Starting at the line with "If you could tag each instance of the fallen", transcribe each line through the final one, both included, and add nothing.

-- start --

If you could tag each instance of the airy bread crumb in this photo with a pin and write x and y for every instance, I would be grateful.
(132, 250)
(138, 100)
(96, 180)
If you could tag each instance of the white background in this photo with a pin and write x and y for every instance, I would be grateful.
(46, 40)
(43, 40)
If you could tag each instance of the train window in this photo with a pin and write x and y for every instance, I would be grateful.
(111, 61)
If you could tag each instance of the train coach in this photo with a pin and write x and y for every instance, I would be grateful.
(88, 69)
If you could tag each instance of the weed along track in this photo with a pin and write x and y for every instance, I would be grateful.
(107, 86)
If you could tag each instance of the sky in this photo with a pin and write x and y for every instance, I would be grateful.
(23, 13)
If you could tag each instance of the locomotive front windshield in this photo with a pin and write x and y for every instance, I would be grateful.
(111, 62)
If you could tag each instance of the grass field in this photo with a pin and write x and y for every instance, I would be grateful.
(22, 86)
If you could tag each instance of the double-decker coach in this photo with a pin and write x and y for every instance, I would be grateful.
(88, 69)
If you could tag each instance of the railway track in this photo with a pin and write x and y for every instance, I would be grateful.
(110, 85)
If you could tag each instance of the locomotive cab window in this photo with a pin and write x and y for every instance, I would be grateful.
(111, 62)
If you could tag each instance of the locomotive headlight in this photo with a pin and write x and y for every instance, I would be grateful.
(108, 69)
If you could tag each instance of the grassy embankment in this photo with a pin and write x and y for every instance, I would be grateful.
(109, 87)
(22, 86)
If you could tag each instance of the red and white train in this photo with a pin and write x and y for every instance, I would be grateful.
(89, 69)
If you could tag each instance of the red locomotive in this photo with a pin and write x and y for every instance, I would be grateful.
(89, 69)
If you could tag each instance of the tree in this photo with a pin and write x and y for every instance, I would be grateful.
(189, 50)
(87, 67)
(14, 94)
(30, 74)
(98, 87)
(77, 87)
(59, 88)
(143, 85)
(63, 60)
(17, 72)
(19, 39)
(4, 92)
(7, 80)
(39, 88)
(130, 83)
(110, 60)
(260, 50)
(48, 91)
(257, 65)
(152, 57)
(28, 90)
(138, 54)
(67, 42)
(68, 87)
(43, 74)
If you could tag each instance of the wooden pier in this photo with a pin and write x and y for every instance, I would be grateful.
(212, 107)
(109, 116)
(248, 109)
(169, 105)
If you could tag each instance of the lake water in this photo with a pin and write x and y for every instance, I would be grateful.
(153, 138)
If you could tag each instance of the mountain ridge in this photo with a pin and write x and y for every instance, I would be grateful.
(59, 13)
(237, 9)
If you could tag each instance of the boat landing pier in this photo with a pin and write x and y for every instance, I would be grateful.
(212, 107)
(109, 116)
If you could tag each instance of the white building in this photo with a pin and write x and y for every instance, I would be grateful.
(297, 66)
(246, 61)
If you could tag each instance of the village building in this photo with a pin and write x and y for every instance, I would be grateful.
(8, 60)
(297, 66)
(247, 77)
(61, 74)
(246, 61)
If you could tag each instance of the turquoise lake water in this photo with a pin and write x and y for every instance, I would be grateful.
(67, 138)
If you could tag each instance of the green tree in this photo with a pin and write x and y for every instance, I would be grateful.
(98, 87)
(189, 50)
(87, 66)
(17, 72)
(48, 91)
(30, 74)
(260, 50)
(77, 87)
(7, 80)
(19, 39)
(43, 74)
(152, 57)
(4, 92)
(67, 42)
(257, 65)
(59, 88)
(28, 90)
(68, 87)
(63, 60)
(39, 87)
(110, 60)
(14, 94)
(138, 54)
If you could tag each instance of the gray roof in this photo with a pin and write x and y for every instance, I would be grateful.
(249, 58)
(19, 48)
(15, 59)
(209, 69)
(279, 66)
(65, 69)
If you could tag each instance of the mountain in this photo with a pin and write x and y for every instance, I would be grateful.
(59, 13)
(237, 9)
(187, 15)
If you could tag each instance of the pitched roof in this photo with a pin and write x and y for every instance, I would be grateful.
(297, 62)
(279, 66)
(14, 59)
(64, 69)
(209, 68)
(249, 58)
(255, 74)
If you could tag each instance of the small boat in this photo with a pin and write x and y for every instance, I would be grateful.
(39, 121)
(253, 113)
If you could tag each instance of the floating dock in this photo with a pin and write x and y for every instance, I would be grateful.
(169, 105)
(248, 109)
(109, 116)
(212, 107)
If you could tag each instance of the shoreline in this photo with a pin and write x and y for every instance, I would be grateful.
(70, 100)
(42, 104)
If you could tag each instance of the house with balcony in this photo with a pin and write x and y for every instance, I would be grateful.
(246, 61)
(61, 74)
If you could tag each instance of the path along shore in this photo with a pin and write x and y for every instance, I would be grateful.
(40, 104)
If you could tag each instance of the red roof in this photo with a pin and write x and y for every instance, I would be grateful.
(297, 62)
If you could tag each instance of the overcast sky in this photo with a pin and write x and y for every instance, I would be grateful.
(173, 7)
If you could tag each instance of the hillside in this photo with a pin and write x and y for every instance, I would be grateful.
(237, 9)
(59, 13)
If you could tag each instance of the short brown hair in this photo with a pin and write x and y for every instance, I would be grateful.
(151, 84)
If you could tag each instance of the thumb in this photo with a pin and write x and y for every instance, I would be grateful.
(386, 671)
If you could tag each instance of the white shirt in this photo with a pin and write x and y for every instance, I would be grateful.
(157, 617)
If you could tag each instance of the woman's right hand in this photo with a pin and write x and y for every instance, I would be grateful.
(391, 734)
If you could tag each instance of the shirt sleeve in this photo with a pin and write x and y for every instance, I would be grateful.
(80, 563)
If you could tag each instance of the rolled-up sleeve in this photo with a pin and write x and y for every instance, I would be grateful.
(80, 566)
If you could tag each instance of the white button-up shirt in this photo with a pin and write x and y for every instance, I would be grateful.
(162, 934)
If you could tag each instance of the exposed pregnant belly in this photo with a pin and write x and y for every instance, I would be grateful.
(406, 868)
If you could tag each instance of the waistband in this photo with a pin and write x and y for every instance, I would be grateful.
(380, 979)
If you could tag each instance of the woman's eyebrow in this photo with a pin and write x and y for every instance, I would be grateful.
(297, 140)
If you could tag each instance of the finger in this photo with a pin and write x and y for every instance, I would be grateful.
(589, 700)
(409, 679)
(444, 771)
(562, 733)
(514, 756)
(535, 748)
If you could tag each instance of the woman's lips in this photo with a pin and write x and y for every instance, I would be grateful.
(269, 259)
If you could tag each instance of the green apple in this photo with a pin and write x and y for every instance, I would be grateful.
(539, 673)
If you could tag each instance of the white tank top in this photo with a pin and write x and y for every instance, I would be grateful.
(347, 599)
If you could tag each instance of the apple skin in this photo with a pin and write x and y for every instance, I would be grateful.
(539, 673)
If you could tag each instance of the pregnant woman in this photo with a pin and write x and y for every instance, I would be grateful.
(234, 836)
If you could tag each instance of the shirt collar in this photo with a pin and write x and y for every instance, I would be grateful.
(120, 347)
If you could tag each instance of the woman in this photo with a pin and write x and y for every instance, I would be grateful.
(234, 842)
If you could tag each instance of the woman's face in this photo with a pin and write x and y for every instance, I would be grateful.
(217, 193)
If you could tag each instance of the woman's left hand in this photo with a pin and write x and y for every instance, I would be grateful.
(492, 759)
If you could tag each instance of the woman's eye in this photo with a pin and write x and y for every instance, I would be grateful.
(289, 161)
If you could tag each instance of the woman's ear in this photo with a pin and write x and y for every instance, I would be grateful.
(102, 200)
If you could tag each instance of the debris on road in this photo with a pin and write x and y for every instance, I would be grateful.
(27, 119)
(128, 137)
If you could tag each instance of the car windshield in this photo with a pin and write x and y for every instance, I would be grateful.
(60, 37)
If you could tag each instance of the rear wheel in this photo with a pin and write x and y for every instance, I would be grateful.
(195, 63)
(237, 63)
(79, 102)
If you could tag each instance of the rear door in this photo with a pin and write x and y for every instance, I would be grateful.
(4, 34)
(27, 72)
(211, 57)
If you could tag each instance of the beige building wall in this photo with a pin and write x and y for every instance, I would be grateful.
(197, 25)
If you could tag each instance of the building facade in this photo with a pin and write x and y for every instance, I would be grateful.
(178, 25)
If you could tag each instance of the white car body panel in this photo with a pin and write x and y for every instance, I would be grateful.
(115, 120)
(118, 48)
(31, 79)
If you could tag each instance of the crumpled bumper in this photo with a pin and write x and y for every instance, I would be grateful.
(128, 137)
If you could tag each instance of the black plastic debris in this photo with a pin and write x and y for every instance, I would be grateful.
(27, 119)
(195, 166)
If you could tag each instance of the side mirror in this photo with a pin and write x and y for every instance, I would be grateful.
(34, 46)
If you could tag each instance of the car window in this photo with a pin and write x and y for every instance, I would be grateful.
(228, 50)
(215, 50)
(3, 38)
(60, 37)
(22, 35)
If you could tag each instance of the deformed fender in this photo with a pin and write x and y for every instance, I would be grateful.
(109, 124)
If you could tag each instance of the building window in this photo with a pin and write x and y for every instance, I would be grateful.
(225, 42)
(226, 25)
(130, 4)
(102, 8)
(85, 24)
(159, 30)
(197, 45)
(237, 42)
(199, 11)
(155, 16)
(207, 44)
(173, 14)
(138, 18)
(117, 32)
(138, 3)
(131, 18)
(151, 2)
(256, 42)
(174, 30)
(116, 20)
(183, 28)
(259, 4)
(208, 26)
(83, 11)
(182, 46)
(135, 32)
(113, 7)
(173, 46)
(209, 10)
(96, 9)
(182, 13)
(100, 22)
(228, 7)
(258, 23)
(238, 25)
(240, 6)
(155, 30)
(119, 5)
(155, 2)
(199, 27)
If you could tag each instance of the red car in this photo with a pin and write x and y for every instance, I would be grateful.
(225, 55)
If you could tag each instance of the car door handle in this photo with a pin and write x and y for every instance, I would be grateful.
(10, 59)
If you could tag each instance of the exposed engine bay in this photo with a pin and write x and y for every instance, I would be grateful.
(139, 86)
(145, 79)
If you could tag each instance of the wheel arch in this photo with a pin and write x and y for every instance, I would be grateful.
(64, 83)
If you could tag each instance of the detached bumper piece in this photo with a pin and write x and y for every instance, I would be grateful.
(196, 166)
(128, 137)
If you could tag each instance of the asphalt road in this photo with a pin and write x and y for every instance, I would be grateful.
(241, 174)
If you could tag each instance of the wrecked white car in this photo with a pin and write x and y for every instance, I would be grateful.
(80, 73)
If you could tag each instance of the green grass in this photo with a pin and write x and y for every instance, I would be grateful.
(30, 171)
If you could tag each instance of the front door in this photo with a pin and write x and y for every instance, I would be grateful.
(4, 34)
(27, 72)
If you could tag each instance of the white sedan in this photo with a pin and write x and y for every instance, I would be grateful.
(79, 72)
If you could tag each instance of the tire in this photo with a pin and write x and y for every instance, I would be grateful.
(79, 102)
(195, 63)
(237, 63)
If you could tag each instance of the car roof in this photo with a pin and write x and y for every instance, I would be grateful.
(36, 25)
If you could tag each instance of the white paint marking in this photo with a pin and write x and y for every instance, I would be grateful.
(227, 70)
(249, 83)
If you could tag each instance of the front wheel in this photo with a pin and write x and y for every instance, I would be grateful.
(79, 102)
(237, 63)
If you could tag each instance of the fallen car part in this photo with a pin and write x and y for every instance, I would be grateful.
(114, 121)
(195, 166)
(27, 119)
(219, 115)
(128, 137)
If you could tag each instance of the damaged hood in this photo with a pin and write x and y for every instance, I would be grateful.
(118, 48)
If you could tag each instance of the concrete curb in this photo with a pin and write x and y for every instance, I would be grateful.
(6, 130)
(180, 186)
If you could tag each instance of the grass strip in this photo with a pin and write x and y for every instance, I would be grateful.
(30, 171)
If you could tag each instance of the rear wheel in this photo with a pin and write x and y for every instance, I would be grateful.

-- end --

EXPECTED ANSWER:
If you could tag each instance of the fallen car part in this photo with a pin and write x and y for every instance, I would be grateful.
(114, 121)
(195, 166)
(27, 119)
(219, 115)
(128, 137)
If you could tag each instance of the damaged hood in this photo with a pin and write x and y for every instance, I would be grateful.
(118, 48)
If you could tag each instance of the concrete curb in this photo with a pin and write x and y for every instance, I would be grateful.
(6, 130)
(180, 186)
If you could tag each instance of the grass strip in this photo with a pin and write x and y for every instance, I would be grateful.
(30, 171)
If you could tag each instance of the rear wheel in this photo with a pin and write x and y for every instance, I would be grateful.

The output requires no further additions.